Final Pathfinder Test Will Pave the Way for Next Year’s Flight OTIS Cryo-Vacuum Test Campaign

 By Randy Kimble

Preparations are proceeding rapidly at the Johnson Space Center for the final in the series of Pathfinder tests that are paving the way for next year’s cryo-vacuum test of the JWST flight telescope.  (The JWST telescope level of assembly is known as the OTIS = Optical Telescope Element (OTE) + Integrated Science Instrument Module (ISIM).)

As reported in previous Newsletters, two earlier Pathfinder tests focused on checking out the Optical Ground Support Equipment (OGSE) and dry-running the optical test procedures and analyses that will be executed for the flight telescope in its test program.  Hence those tests, successfully accomplished during 2015, were known as OGSE-1 and OGSE-2.

■ **Dataset**:
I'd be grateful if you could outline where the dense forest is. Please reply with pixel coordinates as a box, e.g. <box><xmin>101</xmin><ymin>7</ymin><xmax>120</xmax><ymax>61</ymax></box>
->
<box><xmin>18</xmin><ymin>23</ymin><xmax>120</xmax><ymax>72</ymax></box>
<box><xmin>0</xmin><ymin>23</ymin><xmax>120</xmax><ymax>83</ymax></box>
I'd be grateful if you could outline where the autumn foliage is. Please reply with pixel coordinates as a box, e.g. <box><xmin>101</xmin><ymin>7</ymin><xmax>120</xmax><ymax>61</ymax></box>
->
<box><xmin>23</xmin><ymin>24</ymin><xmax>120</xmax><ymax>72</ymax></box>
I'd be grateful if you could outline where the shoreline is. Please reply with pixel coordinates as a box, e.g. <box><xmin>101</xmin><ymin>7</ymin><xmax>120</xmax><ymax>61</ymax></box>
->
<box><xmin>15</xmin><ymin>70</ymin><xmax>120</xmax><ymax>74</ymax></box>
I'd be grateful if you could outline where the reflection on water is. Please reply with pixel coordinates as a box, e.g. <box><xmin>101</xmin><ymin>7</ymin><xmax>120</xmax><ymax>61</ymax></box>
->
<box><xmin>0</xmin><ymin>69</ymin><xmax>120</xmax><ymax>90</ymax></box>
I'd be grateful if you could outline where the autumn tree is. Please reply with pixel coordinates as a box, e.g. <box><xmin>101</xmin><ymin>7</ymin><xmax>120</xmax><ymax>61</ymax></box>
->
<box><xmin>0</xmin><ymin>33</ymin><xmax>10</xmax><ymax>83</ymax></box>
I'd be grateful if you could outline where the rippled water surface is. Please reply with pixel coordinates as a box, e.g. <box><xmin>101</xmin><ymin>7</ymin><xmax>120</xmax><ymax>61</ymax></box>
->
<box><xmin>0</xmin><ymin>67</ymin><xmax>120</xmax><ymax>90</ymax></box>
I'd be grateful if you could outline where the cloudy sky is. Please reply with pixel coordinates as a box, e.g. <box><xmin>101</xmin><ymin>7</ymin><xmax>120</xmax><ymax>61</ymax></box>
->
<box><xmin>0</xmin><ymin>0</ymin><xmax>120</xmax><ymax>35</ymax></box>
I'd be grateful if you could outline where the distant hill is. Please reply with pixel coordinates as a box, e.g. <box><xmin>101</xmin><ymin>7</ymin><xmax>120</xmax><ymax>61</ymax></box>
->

■ **Exercises**:
a - Answer these questions using the article on the final Pathfinder test, one answer per line and marked the same way:
(i) At which center are preparations for the final Pathfinder test underway?
(ii) Which two parts make up the OTIS?
(iii) What were the two earlier Pathfinder tests called?
b - Write out the part of the Pathfinder test article starting at "By Randy Kimble" and ending at "as OGSE-1 and OGSE-2.", renaming "Pathfinder" to "Precursor" throughout.
c - Take the article on the final Pathfinder test further, starting after its last sentence.

■ **Final results**:
a -
(i) The Johnson Space Center
(ii) The Optical Telescope Element (OTE) and the Integrated Science Instrument Module (ISIM)
(iii) OGSE-1 and OGSE-2

b -
By Randy Kimble

Preparations are proceeding rapidly at the Johnson Space Center for the final in the series of Precursor tests that are paving the way for next year’s cryo-vacuum test of the JWST flight telescope.  (The JWST telescope level of assembly is known as the OTIS = Optical Telescope Element (OTE) + Integrated Science Instrument Module (ISIM).)

As reported in previous Newsletters, two earlier Precursor tests focused on checking out the Optical Ground Support Equipment (OGSE) and dry-running the optical test procedures and analyses that will be executed for the flight telescope in its test program.  Hence those tests, successfully accomplished during 2015, were known as OGSE-1 and OGSE-2.

c -
The upcoming and final Pathfinder test is known as the Thermal Pathfinder (TPF) – as the name implies, this round emphasizes validating the thermal ground support equipment and procedures that will be needed for the OTIS cryo-vacuum campaign.  The augmented hardware, shown schematically in Figure 1 and in a photograph in Figure 2, includes 1) the Space Vehicle Thermal Simulator (SVTS), which emulates the central “Core” region where the observatory transitions from the “cold telescope” side of the sunshield, through the sunshield to the “warm spacecraft” side of the sunshield, plus a small central portion of the sunshield coldest layer itself; 2) the Deep Space Edge Radiator Sinks (DSERS) – cold, dark (radiation-absorbing) surfaces that will absorb the thermal radiation from the radiators and thermal blankets surrounding the ISIM, to simulate the deep space environment; 3) an enclosure for capturing the radiated power from the warm ISIM Electronics Compartment (IEC).

In addition to this new thermal GSE, the Pathfinder payload itself has been substantially modified for the TPF run.  Previously, the bare Pathfinder structure, emulating the central section of the telescope backplane (i.e. minus the wings), carried only two spare Primary Mirror Segment Assemblies.  For the Thermal Pathfinder test, that entire center section is populated, with ten additional dummy Primary Mirror Segments – those dummy segments are made of honeycomb aluminum and coated with gold, like the real flight mirrors.  The structure is then closed out with thermal blankets in a flight-like way, so that the thermal properties closely mimic those of the flight system.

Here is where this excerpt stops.